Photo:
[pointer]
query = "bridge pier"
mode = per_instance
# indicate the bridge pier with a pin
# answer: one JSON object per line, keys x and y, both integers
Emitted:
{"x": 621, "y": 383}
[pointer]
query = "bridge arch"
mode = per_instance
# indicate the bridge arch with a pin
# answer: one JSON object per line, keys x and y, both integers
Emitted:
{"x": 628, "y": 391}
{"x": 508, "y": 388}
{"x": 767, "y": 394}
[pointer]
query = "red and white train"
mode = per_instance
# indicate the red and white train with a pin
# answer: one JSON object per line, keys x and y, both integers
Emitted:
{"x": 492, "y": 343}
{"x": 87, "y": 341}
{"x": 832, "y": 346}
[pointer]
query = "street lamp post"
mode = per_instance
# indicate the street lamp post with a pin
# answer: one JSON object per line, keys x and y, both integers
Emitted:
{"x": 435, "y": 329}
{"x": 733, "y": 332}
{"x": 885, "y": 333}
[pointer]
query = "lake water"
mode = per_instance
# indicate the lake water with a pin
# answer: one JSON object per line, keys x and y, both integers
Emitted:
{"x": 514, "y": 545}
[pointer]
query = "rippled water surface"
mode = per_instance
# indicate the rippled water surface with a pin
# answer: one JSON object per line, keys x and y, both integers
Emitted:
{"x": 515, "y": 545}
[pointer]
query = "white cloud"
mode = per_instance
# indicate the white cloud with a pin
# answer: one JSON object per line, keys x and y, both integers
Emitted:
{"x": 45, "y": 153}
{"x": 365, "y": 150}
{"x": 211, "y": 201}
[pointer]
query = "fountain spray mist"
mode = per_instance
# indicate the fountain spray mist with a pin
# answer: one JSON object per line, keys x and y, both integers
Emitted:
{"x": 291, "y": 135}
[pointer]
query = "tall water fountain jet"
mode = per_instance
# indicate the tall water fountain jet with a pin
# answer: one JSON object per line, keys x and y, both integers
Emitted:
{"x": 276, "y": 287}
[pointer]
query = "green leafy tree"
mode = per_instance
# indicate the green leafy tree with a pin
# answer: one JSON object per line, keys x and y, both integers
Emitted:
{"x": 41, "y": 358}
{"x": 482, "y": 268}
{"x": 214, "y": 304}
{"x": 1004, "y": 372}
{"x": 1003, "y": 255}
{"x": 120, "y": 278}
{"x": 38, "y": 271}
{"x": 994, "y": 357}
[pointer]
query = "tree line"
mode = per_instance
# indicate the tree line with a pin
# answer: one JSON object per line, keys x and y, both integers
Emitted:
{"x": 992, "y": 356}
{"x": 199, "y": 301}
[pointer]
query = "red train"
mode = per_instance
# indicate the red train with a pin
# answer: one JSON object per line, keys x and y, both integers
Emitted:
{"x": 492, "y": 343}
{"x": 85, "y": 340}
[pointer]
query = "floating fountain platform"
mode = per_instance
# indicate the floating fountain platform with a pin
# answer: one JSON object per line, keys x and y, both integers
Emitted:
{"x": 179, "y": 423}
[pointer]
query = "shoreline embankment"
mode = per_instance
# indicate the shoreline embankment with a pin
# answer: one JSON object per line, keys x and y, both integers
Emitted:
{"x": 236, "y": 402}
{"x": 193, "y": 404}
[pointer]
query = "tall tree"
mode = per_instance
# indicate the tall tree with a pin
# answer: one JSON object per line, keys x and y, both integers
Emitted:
──────────
— PROMPT —
Report each line above that contains the word "mist", copying every such line in full.

— RESULT OF THE TASK —
query = "fountain spray mist"
# indicate the fountain spray mist with a pin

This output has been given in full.